▶ [WORK REQUIRED]: Write out the lines from the line containing "indicate the bush" through the final line of the listing below, exactly, omitting every other line.

▶ [SOURCE MATERIAL]:

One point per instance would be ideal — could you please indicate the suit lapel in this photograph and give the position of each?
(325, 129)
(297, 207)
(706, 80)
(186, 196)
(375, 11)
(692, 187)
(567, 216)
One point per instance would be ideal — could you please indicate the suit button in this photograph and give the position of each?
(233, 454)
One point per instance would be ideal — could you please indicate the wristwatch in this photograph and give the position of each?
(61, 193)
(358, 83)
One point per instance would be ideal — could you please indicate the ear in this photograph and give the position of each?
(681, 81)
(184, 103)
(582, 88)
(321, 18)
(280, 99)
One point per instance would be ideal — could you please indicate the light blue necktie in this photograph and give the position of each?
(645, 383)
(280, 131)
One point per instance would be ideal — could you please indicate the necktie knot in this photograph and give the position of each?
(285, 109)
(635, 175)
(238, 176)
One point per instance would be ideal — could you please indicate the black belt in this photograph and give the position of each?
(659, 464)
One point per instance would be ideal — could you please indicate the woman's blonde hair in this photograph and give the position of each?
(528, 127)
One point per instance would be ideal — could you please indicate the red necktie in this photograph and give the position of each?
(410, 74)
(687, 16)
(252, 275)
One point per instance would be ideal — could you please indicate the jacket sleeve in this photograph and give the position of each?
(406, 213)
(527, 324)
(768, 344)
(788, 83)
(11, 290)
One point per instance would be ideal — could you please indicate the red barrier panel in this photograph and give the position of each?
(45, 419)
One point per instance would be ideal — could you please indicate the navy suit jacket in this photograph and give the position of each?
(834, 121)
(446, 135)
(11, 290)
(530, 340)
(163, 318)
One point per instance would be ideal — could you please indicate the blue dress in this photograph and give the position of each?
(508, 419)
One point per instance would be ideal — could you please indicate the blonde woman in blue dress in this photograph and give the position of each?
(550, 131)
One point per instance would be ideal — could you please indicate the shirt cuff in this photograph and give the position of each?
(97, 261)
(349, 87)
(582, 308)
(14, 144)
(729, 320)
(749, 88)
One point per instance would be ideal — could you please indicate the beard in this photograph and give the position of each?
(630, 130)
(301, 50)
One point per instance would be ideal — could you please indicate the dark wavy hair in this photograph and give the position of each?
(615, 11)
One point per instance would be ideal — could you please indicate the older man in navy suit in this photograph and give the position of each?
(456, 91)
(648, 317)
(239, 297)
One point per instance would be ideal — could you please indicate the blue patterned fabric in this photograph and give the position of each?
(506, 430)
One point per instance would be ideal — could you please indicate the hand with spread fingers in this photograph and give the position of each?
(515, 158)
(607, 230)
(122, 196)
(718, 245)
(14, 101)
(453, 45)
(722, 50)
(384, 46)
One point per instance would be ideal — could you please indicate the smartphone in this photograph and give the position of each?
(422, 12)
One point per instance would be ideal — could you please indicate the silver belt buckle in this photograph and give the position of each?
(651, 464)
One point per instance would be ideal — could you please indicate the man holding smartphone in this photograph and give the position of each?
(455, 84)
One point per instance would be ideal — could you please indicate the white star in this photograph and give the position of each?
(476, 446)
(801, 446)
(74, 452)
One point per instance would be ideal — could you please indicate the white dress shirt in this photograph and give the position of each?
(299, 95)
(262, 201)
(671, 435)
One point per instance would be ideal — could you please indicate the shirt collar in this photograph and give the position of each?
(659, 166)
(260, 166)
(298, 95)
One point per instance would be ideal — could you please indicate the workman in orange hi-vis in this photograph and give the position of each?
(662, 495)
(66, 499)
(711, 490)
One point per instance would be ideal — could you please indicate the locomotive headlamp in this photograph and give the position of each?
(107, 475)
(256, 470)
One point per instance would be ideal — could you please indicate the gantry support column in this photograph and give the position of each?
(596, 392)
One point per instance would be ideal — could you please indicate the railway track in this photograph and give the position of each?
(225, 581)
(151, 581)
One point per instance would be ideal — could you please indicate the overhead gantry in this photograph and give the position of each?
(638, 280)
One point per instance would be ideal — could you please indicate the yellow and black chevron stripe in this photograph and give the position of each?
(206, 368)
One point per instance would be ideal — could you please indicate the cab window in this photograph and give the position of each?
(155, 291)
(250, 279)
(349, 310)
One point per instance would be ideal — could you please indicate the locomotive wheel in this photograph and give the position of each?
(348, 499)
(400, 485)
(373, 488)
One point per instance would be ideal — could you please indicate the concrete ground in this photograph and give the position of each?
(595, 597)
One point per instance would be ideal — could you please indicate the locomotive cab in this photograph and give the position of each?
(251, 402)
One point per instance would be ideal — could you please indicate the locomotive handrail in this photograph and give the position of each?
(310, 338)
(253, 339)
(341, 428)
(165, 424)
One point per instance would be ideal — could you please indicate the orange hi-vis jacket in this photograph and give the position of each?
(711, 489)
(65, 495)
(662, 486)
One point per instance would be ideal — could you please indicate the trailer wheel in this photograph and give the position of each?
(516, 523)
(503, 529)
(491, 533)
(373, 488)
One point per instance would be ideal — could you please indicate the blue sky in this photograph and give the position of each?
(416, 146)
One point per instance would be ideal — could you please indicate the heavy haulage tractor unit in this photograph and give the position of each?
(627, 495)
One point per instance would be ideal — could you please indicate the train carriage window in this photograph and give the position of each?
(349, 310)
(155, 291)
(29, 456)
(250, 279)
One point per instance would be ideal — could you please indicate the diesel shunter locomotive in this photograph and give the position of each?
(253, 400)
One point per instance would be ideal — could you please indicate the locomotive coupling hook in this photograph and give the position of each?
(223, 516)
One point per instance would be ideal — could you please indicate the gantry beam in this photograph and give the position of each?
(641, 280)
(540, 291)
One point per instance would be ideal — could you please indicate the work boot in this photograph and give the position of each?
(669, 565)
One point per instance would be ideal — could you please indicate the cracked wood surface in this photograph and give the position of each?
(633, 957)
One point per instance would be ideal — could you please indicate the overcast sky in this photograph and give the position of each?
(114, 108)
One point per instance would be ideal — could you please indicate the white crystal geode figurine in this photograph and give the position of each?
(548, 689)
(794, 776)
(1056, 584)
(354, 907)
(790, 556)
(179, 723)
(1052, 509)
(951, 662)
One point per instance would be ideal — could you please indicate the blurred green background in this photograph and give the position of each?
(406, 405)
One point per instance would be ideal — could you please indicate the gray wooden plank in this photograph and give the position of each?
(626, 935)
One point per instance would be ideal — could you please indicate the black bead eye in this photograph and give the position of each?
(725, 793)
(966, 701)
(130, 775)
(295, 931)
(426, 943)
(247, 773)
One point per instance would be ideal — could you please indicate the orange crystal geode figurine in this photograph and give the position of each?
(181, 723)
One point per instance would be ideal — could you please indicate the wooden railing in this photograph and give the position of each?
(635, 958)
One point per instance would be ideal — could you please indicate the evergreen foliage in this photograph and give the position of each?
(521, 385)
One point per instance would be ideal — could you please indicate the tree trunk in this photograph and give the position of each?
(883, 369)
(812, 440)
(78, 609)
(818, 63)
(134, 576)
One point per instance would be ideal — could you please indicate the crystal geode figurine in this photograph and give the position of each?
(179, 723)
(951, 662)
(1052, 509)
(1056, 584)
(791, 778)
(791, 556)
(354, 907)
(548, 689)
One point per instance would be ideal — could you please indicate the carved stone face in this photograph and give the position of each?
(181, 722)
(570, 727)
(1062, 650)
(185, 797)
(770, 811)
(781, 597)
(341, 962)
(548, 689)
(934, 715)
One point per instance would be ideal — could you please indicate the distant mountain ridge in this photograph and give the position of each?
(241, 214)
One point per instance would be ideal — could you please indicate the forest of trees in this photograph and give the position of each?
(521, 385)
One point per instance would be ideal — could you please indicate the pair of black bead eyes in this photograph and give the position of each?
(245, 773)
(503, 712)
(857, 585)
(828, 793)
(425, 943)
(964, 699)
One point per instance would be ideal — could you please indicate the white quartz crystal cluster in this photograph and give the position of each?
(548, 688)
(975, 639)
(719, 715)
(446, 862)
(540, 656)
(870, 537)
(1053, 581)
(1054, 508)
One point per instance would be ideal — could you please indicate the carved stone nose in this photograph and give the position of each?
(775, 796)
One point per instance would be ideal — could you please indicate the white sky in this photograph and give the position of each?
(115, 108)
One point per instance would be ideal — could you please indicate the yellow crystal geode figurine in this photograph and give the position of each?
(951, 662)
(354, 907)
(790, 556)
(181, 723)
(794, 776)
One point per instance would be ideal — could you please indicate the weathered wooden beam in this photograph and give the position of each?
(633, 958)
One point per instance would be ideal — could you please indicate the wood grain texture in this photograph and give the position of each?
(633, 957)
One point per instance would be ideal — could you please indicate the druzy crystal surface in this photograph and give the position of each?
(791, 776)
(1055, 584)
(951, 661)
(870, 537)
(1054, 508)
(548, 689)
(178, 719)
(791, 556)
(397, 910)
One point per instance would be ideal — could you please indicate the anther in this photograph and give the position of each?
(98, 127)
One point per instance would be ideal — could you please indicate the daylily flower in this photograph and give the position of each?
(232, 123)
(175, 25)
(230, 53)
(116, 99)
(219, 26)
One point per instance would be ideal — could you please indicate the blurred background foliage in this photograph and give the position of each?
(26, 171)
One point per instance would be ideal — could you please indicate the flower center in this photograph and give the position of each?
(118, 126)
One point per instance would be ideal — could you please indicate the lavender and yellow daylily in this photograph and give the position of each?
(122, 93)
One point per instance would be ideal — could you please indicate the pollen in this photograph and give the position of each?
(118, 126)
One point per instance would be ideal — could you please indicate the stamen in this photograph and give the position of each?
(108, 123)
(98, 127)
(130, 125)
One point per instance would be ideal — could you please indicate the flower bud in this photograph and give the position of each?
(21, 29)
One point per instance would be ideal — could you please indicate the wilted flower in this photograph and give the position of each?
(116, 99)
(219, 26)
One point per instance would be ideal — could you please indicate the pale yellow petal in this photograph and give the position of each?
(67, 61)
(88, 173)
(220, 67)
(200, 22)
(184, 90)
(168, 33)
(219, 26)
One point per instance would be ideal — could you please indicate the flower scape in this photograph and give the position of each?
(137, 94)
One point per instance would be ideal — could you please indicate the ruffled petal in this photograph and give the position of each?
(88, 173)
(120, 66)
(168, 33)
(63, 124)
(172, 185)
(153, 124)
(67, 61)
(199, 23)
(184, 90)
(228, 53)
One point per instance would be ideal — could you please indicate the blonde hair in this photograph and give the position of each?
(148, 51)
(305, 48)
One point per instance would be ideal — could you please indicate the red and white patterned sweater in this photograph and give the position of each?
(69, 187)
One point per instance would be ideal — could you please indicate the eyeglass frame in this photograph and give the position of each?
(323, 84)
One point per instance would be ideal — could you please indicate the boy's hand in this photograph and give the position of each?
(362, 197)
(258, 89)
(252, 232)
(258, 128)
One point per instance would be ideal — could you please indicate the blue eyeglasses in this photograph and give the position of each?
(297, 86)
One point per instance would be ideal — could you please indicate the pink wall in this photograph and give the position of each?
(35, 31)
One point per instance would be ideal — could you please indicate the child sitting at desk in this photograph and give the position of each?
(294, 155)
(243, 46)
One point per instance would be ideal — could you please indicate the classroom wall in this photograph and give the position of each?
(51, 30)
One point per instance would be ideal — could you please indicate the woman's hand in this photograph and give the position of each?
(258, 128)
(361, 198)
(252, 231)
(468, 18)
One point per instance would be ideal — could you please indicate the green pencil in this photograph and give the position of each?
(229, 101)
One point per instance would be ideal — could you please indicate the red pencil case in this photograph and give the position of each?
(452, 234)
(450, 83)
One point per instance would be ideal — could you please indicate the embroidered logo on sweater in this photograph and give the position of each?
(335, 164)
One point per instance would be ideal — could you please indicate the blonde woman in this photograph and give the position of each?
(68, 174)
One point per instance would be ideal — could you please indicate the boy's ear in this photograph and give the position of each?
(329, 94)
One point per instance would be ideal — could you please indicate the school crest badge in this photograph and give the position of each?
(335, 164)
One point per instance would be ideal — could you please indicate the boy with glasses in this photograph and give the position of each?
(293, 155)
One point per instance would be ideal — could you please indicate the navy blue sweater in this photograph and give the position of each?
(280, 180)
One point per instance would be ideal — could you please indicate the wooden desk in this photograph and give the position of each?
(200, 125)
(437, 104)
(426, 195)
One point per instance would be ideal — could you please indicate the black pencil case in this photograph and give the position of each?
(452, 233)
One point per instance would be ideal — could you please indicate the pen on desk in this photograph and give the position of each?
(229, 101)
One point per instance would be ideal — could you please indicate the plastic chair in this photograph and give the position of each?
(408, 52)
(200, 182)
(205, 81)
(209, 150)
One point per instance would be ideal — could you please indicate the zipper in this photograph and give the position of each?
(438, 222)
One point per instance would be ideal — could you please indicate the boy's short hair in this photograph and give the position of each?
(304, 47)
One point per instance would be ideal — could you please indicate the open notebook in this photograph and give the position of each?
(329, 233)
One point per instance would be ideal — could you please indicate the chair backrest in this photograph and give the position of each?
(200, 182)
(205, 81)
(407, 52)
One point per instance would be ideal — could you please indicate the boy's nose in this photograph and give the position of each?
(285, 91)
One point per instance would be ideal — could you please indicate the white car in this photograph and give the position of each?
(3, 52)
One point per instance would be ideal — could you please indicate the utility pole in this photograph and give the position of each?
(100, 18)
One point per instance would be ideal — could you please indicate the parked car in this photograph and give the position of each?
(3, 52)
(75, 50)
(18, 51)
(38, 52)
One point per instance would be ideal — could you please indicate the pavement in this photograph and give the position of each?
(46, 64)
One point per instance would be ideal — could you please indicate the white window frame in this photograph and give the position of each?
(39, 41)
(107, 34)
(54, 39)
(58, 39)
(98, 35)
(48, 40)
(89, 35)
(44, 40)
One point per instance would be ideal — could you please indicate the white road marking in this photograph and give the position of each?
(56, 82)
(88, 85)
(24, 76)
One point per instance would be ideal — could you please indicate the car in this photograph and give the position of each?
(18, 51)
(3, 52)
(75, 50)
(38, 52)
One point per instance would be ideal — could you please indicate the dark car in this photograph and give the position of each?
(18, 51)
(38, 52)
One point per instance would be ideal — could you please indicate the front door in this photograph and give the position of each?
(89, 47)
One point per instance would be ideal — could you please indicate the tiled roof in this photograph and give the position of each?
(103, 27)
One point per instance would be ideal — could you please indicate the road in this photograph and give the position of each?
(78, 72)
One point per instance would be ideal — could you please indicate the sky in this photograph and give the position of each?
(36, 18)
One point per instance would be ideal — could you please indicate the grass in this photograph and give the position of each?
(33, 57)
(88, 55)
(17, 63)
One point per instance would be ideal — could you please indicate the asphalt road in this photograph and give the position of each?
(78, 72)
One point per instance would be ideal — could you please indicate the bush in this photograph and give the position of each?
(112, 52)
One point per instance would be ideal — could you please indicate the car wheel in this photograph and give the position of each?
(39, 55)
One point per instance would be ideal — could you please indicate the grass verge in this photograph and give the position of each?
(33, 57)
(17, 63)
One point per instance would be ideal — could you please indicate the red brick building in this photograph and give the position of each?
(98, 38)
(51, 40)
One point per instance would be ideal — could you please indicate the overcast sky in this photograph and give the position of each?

▶ [FINISHED TASK]:
One point per instance would be ideal — could you please indicate the bush in this photograph and give the position of each?
(112, 52)
One point per instance would be ideal — could you please indicate the car wheel in this photograph and give the position of each?
(39, 55)
One point per instance would be ideal — could you please indicate the grass verge in this photograph and give the position of each?
(33, 57)
(17, 63)
One point per instance would be ideal — could you please indicate the red brick building in this photograph and give the position of each?
(98, 38)
(51, 40)
One point per instance would be ideal — could you please indicate the overcast sky in this photograph and give the position of each?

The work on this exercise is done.